══ Data supplied ══

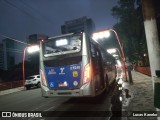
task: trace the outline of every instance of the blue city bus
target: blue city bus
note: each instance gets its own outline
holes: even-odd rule
[[[40,42],[43,97],[94,97],[116,78],[115,59],[87,34],[70,33]]]

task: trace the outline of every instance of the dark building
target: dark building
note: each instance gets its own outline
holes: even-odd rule
[[[28,44],[39,44],[39,41],[42,39],[47,39],[47,35],[42,35],[42,34],[32,34],[28,36]]]
[[[0,69],[9,70],[15,65],[15,41],[4,39],[0,44]]]
[[[88,19],[86,16],[74,20],[65,21],[64,25],[61,26],[62,34],[84,31],[91,35],[94,30],[94,22],[92,21],[92,19]]]

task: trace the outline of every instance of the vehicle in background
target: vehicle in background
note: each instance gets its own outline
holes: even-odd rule
[[[43,97],[97,96],[116,79],[115,59],[85,32],[40,41]]]
[[[27,77],[26,81],[25,81],[25,87],[26,89],[30,89],[31,87],[41,87],[41,83],[40,83],[40,75],[32,75]]]

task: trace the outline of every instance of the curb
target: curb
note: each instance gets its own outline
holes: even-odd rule
[[[24,87],[18,87],[18,88],[3,90],[3,91],[0,91],[0,96],[10,94],[10,93],[14,93],[14,92],[18,92],[18,91],[22,91],[22,90],[24,90]]]

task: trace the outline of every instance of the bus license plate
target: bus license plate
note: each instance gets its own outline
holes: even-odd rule
[[[67,87],[67,86],[68,86],[68,84],[67,84],[67,83],[65,83],[65,82],[63,82],[63,83],[59,83],[59,84],[58,84],[58,86],[59,86],[59,87]]]

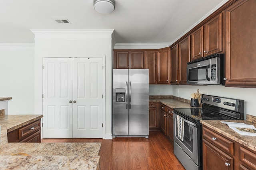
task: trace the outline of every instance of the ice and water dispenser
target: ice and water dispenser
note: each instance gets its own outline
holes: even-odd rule
[[[125,102],[125,88],[116,89],[116,102]]]

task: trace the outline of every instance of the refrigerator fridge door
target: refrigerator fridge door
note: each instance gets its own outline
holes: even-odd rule
[[[128,69],[113,70],[112,133],[128,135]],[[122,89],[124,89],[125,93]],[[120,97],[124,97],[123,101]]]
[[[148,70],[129,70],[128,87],[129,135],[148,135]]]

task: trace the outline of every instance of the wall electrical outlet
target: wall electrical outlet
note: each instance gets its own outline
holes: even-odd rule
[[[159,89],[158,88],[156,89],[156,93],[159,93]]]

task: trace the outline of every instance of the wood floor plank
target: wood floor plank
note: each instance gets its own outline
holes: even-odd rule
[[[161,132],[150,131],[148,139],[43,139],[42,142],[100,142],[99,169],[173,170],[185,169],[173,153],[173,146]]]

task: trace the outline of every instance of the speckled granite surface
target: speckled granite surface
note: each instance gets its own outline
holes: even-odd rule
[[[245,124],[253,125],[256,127],[256,123],[248,120],[225,120],[225,121],[244,123]],[[256,137],[240,135],[230,128],[227,125],[222,123],[219,120],[201,120],[200,122],[203,125],[205,125],[224,136],[256,151]]]
[[[11,97],[0,97],[0,102],[4,100],[10,100],[12,99]]]
[[[7,132],[42,115],[0,115],[0,169],[97,169],[101,143],[8,143]],[[11,156],[24,153],[29,156]]]
[[[96,170],[100,156],[2,156],[1,170]]]
[[[154,98],[153,96],[150,96],[149,102],[160,102],[172,109],[192,107],[190,106],[190,100],[169,96],[168,96],[168,98],[164,97],[166,96],[162,96],[162,98],[159,97],[159,96],[156,96]]]

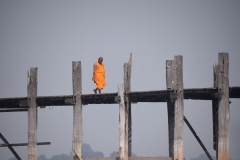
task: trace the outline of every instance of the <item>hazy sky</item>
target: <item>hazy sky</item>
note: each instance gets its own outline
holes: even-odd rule
[[[82,62],[83,94],[93,93],[92,65],[104,58],[107,86],[117,92],[133,53],[132,91],[164,90],[166,60],[183,55],[185,88],[213,86],[213,65],[228,52],[230,86],[240,86],[240,1],[0,1],[0,98],[27,95],[27,71],[38,67],[38,95],[72,94],[72,61]],[[231,99],[230,157],[239,159],[240,100]],[[184,114],[211,155],[211,101],[184,101]],[[83,106],[83,142],[108,157],[119,146],[119,107]],[[168,156],[166,103],[132,105],[133,152]],[[38,155],[69,154],[73,109],[38,109]],[[27,143],[27,112],[0,113],[0,132]],[[3,143],[0,141],[0,143]],[[27,147],[15,147],[27,159]],[[187,159],[204,153],[184,126]],[[0,159],[13,157],[0,148]]]

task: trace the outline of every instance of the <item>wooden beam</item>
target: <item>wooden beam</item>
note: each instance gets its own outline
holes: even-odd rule
[[[8,141],[6,140],[6,138],[2,135],[2,133],[0,133],[0,138],[2,139],[2,141],[7,145],[7,147],[10,149],[10,151],[13,153],[13,155],[15,156],[15,158],[17,158],[17,160],[21,160],[21,158],[19,157],[19,155],[17,154],[17,152],[12,148],[12,146],[8,143]]]
[[[173,76],[174,76],[174,68],[173,68],[174,61],[173,60],[167,60],[166,61],[166,84],[167,84],[167,90],[174,89],[174,83],[173,83]],[[168,152],[169,157],[173,157],[173,150],[174,150],[174,101],[171,100],[169,97],[169,100],[167,102],[167,110],[168,110]]]
[[[211,155],[207,151],[207,148],[204,146],[204,144],[202,143],[201,139],[197,136],[197,133],[194,131],[194,129],[192,128],[191,124],[188,122],[188,120],[187,120],[187,118],[185,116],[184,116],[184,122],[187,124],[188,128],[190,129],[190,131],[192,132],[193,136],[196,138],[196,140],[198,141],[198,143],[202,147],[203,151],[208,156],[209,160],[213,160]]]
[[[73,141],[72,141],[72,159],[82,159],[82,68],[81,62],[72,62],[72,80],[73,80]],[[77,154],[76,154],[77,153]]]
[[[124,92],[125,95],[131,92],[131,69],[132,69],[132,54],[128,63],[124,63]],[[132,155],[132,108],[130,99],[127,97],[125,106],[127,107],[126,123],[128,124],[128,156]]]
[[[177,97],[174,103],[175,118],[174,118],[174,154],[173,159],[184,159],[183,148],[183,57],[174,56],[174,93]]]
[[[127,109],[124,102],[124,88],[122,84],[118,85],[118,96],[120,97],[119,102],[119,157],[120,160],[128,160],[128,132],[126,123]]]
[[[28,109],[1,109],[0,112],[26,112]]]
[[[28,160],[37,160],[37,72],[31,68],[28,74]]]
[[[218,67],[213,66],[213,88],[218,88]],[[218,139],[218,99],[212,99],[212,122],[213,122],[213,149],[217,151],[217,139]]]
[[[50,145],[50,142],[38,142],[37,145]],[[27,146],[28,143],[14,143],[14,144],[0,144],[0,147],[17,147],[17,146]]]
[[[183,160],[183,57],[174,56],[174,61],[166,61],[166,86],[174,90],[167,102],[169,157]]]
[[[229,58],[228,53],[218,54],[218,69],[217,69],[217,86],[218,93],[221,97],[218,98],[218,160],[229,159]]]

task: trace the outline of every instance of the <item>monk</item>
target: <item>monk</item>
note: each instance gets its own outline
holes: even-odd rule
[[[103,63],[103,58],[99,57],[98,61],[93,65],[93,77],[92,80],[96,83],[96,89],[93,89],[93,92],[96,94],[97,91],[101,93],[101,90],[106,86],[105,80],[105,68]]]

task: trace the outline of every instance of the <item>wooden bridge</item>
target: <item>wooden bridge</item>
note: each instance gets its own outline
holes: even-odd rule
[[[119,104],[119,158],[120,160],[183,160],[184,121],[190,128],[199,144],[209,157],[187,118],[184,116],[184,99],[211,100],[213,123],[213,148],[218,160],[229,160],[229,98],[240,98],[240,86],[229,87],[228,53],[219,53],[218,64],[213,66],[212,88],[183,87],[183,57],[175,56],[166,61],[166,90],[131,92],[132,55],[128,63],[124,63],[124,84],[118,85],[116,93],[82,94],[81,62],[72,62],[73,95],[37,96],[37,68],[31,68],[28,74],[27,97],[0,98],[0,112],[28,111],[28,160],[36,160],[37,156],[37,107],[73,106],[73,160],[82,159],[82,105],[87,104]],[[169,157],[131,157],[132,118],[131,103],[167,102]],[[5,145],[11,147],[10,144]],[[12,150],[11,150],[12,151]],[[16,153],[15,153],[16,154]],[[14,154],[14,155],[15,155]],[[16,156],[16,155],[15,155]],[[16,156],[17,159],[20,157]],[[113,158],[103,158],[112,160]],[[90,159],[89,159],[90,160]]]

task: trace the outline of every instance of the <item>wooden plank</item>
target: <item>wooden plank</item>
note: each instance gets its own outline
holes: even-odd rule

═══

*Objective*
Print the rows from the line that contains "task: trace the outline of every instance of the dark" through the line that contains "[[[125,102],[125,88],[116,89],[116,102]]]", both included, exactly as they appear, and leave the pictures out.

*Answer to this exercise*
task: trace the outline of every instance of the dark building
target: dark building
note: each instance gets its own outline
holes: even-odd rule
[[[28,44],[39,44],[39,41],[42,39],[47,39],[47,35],[42,35],[42,34],[32,34],[28,36]]]
[[[0,69],[9,70],[15,65],[15,41],[4,39],[0,44]]]
[[[88,19],[86,16],[74,20],[65,21],[64,25],[61,26],[62,34],[84,31],[91,35],[94,30],[94,22],[92,21],[92,19]]]

task: trace the outline of every instance of the vehicle in background
target: vehicle in background
note: each instance gets its own outline
holes: even-odd rule
[[[43,97],[97,96],[116,79],[115,59],[85,32],[40,41]]]
[[[27,77],[26,81],[25,81],[25,87],[26,89],[30,89],[31,87],[41,87],[41,83],[40,83],[40,75],[32,75]]]

task: trace the outline of every instance of the curb
target: curb
note: each instance gets its own outline
holes: even-odd rule
[[[24,87],[18,87],[18,88],[3,90],[3,91],[0,91],[0,96],[10,94],[10,93],[14,93],[14,92],[18,92],[18,91],[22,91],[22,90],[24,90]]]

task: trace the outline of every instance of the bus license plate
target: bus license plate
note: each instance gets its own outline
holes: even-odd rule
[[[67,87],[67,86],[68,86],[68,84],[67,84],[67,83],[65,83],[65,82],[63,82],[63,83],[59,83],[59,84],[58,84],[58,86],[59,86],[59,87]]]

task: trace the outline of every instance of the ice and water dispenser
target: ice and water dispenser
note: each instance gets its own outline
holes: even-odd rule
[[[125,102],[125,88],[116,89],[116,102]]]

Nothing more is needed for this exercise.